Challenge 1
In the chatterbox wrapping post, rewrite the passage between "Re: A call to" and "brackets are escaped.", inclusive, replacing "angle brackets" with "tag delimiters".
Challenge 2
In the chatterbox wrapping post, which module does the script load with a `use` statement other than strict?
Challenge 3
Carry on the chatterbox wrapping post from its final sentence.

Re: A call to keyboards: Better chatterbox wrapping
by BrowserUk (Patriarch) on Jan 10, 2005 at 13:23 UTC
|
This might get closer to the requirement assuming that any embedded angle brackets are escaped.
Updated: Added a case to deal with long block of unbroken word chars.
Updated again.
#! perl -slw
use strict;
use Inline::Files;
select OUTPUT;
while( <DATA> ) {
s[
(
(?:<[^>]+>)
|
(?:[^<]{9,18}(?=\b\W))
|
[^<]{18}
)
][$1 \n]xg;
print;
}
__DATA__
xxxxxxxxxxxxxxxxxxxxxxxxxxxxxxxxxxxxxxxxxxxxxxxxxxxxxxxxxxxxxxxxxxxxxx
+xxxxxxxxxxxxxxxxxxxxxxx
http://news.bbc.co.uk/1/shared/spl/hi/pop_ups/05/business_detroit_moto
+r_show/html/1.stm/1.stm
this is the <a href="http://news.bbc.co.uk/1/shared/spl/hi/pop_ups/05/
+business_detroit_motor_show/html/1.stm/1.stm">link</a> I was referrin
+g to
for( 1 .. 20 ){ $bar = $bop[ 1 ]; print "$bar/$baz,$foo[$baz]" }
for(1..20){$bar=$bop[1];print"$bar/$baz,$foo[$baz]"}
for(1..20)%7B%24bar%3D%24bop%5B1%5D%3Bprint%22%24bar%2F%20%24baz%2C%24
+foo%5B%24baz%5D%22%7D
__OUTPUT__
xxxxxxxxxxxxxxxxxx
xxxxxxxxxxxxxxxxxx
xxxxxxxxxxxxxxxxxx
xxxxxxxxxxxxxxxxxx
xxxxxxxxxxxxxxxxxx
xxx
http://news.bbc.co
.uk/1/shared/spl
/hi/pop_ups/05
/business_detroit_
motor_show/html/1
.stm/1.stm
this is the
<a href="http://news.bbc.co.uk/1/shared/spl/hi/pop_ups/05/business_de
+troit_motor_show/html/1.stm/1.stm">
link</a>
I was referring
to
for( 1 .. 20
){ $bar = $bop[ 1
]; print "$bar
/$baz,$foo[$baz
]" }
for(1..20){$bar
=$bop[1];print
"$bar/$baz,$foo
[$baz]"}
for(1..20)%7B
%24bar%3D%24bop
%5B1%5D%3Bprint%22
%24bar%2F%20%24baz
%2C%24foo%5B%24baz
%5D%22%7D
This version
avoids inserting an extra space where the text breaks at a space.

Saved entries

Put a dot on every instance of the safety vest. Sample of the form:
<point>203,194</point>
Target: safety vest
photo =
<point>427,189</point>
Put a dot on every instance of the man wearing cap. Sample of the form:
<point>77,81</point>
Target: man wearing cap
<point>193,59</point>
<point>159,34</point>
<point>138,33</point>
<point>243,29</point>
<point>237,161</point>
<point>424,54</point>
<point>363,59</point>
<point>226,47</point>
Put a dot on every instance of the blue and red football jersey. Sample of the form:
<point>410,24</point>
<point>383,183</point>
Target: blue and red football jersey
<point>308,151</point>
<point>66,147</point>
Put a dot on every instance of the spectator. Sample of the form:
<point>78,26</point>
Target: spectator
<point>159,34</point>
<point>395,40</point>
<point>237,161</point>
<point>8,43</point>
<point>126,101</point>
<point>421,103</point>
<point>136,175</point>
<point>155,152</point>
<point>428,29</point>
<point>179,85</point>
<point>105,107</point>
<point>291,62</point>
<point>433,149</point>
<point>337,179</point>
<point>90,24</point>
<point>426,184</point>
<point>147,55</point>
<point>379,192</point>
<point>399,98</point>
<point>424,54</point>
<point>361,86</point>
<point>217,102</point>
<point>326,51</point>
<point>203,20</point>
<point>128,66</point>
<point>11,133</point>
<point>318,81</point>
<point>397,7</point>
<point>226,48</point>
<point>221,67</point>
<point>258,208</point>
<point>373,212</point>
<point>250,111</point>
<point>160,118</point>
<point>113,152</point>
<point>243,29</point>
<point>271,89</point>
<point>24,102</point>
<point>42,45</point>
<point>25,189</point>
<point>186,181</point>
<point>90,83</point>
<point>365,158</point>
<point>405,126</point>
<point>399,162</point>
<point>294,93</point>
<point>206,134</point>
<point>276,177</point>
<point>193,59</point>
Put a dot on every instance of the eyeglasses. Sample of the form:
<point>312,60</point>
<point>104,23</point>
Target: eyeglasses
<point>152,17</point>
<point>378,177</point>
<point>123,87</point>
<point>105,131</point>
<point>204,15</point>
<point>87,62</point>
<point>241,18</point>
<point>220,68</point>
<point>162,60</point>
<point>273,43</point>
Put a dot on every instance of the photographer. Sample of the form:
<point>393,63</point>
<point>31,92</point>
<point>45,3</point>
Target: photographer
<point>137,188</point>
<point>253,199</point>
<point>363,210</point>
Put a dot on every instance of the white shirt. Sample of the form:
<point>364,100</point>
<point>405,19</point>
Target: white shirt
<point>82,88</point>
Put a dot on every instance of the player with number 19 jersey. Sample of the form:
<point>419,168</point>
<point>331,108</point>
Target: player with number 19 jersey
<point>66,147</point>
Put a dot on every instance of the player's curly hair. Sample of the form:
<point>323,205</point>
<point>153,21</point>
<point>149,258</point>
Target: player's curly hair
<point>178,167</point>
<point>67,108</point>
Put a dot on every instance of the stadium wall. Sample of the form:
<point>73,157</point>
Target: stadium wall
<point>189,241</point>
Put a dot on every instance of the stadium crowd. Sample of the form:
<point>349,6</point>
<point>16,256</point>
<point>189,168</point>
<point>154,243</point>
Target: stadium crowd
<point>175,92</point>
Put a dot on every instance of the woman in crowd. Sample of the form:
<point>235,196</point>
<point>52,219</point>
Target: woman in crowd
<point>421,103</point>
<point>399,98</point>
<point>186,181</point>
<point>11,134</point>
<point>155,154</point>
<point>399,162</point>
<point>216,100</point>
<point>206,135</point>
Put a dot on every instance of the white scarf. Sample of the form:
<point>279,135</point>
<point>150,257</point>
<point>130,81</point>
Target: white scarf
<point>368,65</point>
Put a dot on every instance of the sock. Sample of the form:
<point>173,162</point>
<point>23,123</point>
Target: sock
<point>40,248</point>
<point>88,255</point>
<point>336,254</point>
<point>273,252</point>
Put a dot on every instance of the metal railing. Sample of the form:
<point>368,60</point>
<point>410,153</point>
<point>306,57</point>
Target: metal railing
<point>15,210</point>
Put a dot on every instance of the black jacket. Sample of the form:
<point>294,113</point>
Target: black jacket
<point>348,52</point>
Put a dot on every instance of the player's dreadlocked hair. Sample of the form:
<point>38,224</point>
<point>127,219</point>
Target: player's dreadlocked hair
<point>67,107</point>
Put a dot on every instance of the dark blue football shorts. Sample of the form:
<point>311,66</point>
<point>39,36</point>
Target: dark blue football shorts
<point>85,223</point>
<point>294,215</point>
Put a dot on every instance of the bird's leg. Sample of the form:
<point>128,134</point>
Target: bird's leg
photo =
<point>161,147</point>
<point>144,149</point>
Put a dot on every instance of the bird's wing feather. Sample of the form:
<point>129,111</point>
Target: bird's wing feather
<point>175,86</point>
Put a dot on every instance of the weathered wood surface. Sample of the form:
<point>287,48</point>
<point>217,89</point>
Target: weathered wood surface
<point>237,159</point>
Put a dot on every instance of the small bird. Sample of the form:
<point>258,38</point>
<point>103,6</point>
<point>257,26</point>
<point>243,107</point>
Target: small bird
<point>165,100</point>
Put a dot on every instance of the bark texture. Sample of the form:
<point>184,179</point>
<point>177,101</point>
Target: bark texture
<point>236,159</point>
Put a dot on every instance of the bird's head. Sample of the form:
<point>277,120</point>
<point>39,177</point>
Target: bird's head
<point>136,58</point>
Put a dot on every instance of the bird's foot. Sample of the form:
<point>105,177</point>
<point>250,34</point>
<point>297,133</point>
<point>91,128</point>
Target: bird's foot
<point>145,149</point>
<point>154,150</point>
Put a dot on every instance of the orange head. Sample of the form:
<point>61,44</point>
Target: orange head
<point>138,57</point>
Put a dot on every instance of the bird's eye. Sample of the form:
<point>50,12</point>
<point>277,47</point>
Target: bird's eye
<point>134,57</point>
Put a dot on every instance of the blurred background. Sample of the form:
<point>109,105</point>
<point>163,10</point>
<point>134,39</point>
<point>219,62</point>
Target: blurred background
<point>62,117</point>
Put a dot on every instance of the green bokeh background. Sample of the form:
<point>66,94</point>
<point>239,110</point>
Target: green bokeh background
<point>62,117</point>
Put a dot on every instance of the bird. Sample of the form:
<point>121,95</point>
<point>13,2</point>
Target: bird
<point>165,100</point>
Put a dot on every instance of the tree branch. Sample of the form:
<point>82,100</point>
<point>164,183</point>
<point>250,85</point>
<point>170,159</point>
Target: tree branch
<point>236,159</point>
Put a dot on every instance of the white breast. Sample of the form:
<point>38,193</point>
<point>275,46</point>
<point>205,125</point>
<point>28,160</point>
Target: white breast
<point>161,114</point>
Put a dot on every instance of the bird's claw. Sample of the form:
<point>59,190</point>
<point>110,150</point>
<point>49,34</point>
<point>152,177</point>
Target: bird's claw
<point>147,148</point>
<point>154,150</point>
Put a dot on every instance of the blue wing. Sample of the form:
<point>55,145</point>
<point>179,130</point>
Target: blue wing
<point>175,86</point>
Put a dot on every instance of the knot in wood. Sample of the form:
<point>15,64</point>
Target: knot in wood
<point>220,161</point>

Written answer 1
Re: A call to keyboards: Better chatterbox wrapping
by BrowserUk (Patriarch) on Jan 10, 2005 at 13:23 UTC
|
This might get closer to the requirement assuming that any embedded tag delimiters are escaped.

Written answer 2
Inline::Files

Written answer 3
tries to keep short quoted strings unbroken
#! perl -slw
use strict;
use Inline::Files;
select OUTPUT;
while( <DATA> ) {
s[
(
(?: < [^>]+ > )
|
(?: ( ["'] ) (?: (?!\2). ){1,18} \2 ) #"'
|
(?: [^<"'6]{9,18} (?=\b\W) ) #"'
|
[^<'"]{18} #"'
) \s?
][$1 \n]xg;
print;
}
__DATA__
a line with "some quoted text" less than 18 chars in length and "some
+quoted text more that 18 chars"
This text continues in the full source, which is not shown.